* _Text block_:
A newly formed Wairarapa Housing Strategy Group that includes local organisations and local and central government representatives has committed to working collaboratively to ensure there are sufficient safe, warm, dry, and affordable homes in the region in the medium to long term.
The group’s genesis was a February 28 meeting of those with an interest in housing in Wairarapa.
“We had 40 people sitting around the table,” Trust House chief executive John Prendergast – who organised the meeting – told the Times-Age.
In addition to Trust House, there were representatives from all three Wairarapa councils, Ngāti Kahungunu, Rangitāne [Tu mai Ra Investments, Rangitāne o Wairarapa], Pasifika O Wairarapa Trust, Kāinga Ora – Homes and Communities, Ministry of Social Development, Regional Public Service Director for Greater Wellington, Abbeyfield New Zealand, Kim’s Way, The Salvation Army, Masterton Trust Lands Trust, Wairarapa electorate MP Mike Butterick, Labour list MP Kieran McAnulty, Green list MP Celia Wade-Brown, Community Housing Aotearoa, and the New Zealand Property Investors Federation.

* _Record set_:
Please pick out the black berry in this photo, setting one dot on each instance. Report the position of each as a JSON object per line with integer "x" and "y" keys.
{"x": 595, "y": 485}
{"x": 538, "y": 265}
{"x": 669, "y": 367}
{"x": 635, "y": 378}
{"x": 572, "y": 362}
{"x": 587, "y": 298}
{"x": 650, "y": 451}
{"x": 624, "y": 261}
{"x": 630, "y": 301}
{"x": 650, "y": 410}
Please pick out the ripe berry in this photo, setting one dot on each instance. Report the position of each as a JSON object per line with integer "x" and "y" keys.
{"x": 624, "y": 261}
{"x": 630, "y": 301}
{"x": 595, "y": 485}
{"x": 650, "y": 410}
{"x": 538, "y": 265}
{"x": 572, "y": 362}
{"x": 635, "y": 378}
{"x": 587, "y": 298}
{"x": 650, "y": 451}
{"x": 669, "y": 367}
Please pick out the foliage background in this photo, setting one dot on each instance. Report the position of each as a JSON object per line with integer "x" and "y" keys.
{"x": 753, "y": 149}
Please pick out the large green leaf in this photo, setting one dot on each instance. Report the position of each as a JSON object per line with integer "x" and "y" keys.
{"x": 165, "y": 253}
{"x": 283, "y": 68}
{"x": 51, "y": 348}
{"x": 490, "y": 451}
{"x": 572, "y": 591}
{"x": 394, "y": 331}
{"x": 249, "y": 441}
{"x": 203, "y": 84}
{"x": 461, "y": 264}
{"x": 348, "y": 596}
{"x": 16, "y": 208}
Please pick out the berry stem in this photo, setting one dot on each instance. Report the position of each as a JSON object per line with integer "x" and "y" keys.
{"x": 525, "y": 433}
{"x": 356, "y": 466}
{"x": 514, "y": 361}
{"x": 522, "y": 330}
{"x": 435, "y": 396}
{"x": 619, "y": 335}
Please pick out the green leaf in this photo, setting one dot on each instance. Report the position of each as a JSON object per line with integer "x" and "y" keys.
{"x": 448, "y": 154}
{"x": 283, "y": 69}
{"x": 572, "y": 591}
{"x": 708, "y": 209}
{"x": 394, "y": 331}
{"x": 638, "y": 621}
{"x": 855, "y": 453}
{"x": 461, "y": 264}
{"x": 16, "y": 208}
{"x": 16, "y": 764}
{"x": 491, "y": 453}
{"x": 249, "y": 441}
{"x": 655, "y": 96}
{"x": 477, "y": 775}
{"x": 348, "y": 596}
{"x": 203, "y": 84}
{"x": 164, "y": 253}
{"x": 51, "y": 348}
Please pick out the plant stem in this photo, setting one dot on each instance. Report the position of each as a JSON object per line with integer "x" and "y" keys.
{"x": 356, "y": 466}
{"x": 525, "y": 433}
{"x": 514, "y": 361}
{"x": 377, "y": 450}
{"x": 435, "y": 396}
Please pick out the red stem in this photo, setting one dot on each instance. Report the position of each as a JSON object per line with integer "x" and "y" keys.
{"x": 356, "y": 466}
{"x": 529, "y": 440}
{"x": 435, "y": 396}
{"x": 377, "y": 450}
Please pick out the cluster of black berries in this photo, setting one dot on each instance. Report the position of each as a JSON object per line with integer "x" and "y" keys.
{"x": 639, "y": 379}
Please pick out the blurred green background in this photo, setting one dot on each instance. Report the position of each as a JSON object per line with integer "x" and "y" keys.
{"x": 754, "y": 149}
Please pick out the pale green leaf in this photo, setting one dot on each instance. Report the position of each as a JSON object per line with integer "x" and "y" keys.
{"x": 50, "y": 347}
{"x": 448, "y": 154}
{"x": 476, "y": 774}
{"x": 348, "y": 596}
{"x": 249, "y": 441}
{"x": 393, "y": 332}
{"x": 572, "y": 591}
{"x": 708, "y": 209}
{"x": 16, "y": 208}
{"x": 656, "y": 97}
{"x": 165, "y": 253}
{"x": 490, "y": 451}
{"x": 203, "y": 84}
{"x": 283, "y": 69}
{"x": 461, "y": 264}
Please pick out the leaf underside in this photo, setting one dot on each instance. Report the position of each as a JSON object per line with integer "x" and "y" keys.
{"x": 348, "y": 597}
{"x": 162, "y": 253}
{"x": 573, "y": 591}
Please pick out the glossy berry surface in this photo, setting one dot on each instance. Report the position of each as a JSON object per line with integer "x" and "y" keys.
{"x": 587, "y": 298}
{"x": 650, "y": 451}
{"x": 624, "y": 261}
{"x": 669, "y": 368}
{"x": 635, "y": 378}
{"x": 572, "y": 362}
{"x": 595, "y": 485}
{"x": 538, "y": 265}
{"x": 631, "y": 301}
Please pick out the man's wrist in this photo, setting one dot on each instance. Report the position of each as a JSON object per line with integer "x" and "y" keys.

* _Work task_: Could you quote the Wairarapa housing text word for word, starting with "The group’s genesis" and going on through "told the Times-Age."?

* _Exercise output_:
The group’s genesis was a February 28 meeting of those with an interest in housing in Wairarapa.
“We had 40 people sitting around the table,” Trust House chief executive John Prendergast – who organised the meeting – told the Times-Age.